In [None]:
#@title Load CLIP
%%capture
!pip install ftfy regex tqdm
!pip install git+https://github.com/openai/CLIP.git
import pandas as pd
import numpy as np
import cv2
import os
from tqdm import tqdm
from PIL import Image
from IPython.display import Image as ImagePy, display
import torch
import warnings
warnings.filterwarnings('ignore')
import h5py
import clip
device = "cuda" if torch.cuda.is_available() else "cpu"

clip_model, preprocess = clip.load("RN101", device=device)
clip_model.eval() # per sicurezza

In [None]:
#@title Load Finetuned CLIP Visual Encoder
%%capture
from torch.nn import functional as F
class MLP(torch.nn.Module):
    def __init__(self):
        super(MLP, self).__init__()
        self.fc1 = torch.nn.Linear(512, 64)
        self.bn1 = torch.nn.BatchNorm1d(64)
        self.fc2 = torch.nn.Linear(64, 64)
        self.bn2 = torch.nn.BatchNorm1d(64)
        self.fc3 = torch.nn.Linear(64, 1)

    def forward(self, x):
        x = F.relu(self.bn1(self.fc1(x)))
        x = F.relu(self.bn2(self.fc2(x)))
        x = self.fc3(x)

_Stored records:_

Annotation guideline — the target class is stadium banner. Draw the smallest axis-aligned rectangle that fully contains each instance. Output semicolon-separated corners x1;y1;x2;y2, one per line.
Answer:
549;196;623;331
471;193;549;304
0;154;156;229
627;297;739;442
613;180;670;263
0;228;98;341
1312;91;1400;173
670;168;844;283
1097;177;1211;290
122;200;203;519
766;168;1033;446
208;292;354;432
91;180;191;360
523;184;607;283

...

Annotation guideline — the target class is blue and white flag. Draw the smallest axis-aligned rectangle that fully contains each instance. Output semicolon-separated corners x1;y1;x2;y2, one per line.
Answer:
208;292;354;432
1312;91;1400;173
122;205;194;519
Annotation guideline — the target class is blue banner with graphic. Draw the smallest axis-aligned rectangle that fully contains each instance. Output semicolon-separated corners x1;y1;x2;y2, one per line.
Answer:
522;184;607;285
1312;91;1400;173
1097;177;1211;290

_Tasks for this exercise:_
A - Check each statement against the CLIP notebook code and answer yes or no, quoting the words that decide it: (i) The CLIP model is loaded with the "RN101" setting. (ii) The first linear layer of the MLP takes 512 inputs and gives 128 outputs. (iii) Warnings are turned off.
B - Pick up the CLIP notebook code after its last line and write what comes next.

_Outputs in order:_
A -
(i) Yes: "clip.load("RN101", device=device)"
(ii) No: "torch.nn.Linear(512, 64)"
(iii) Yes: "warnings.filterwarnings('ignore')"

B -
        return x

class CustomCLIP(torch.nn.Module):
  def __init__(self):
    super().__init__()
    model = clip_model

    self.encoder = model.visual.float()

    self.classifier = MLP() # Classifier

  def forward(self, x: torch.Tensor) -> torch.Tensor:
    x = self.encoder(x)
    x = self.classifier(x)
    return x

net = CustomCLIP().to(device)
checkpoint = torch.load("/content/drive/MyDrive/TESI/CODICE/CLIP_Models/no_long_8_epochs")
net.load_state_dict(checkpoint['model_state_dict'])
net.eval()

In [None]:
#@title Generate CLIP embeddings from frames

def get_clip_embeddings(frames, finetuned_flag):
    if len(frames)!=10:
      print(f"WARNING: get_clip_embeddings received {len(frames)} frames!")

    # Convert the numpy array of frames to a list of PIL Images and convert to RGB if necessary
    images = [Image.fromarray(frame) for frame in frames]
    images = [image.convert('RGB') if image.mode != 'RGB' else image for image in images]
    image_inputs = torch.stack([preprocess(image) for image in images]).to(device)

    with torch.no_grad():
        if finetuned_flag: embeddings = net.encoder(image_inputs)
        else: embeddings = clip_model.encode_image(image_inputs)

    # Average the embeddings
    video_segment_embedding = embeddings.mean(dim=0)
    video_segment_embedding = torch.nn.functional.normalize(video_segment_embedding, p=2, dim=0) # normalize to help the MLP classifier later
    return video_segment_embedding.cpu()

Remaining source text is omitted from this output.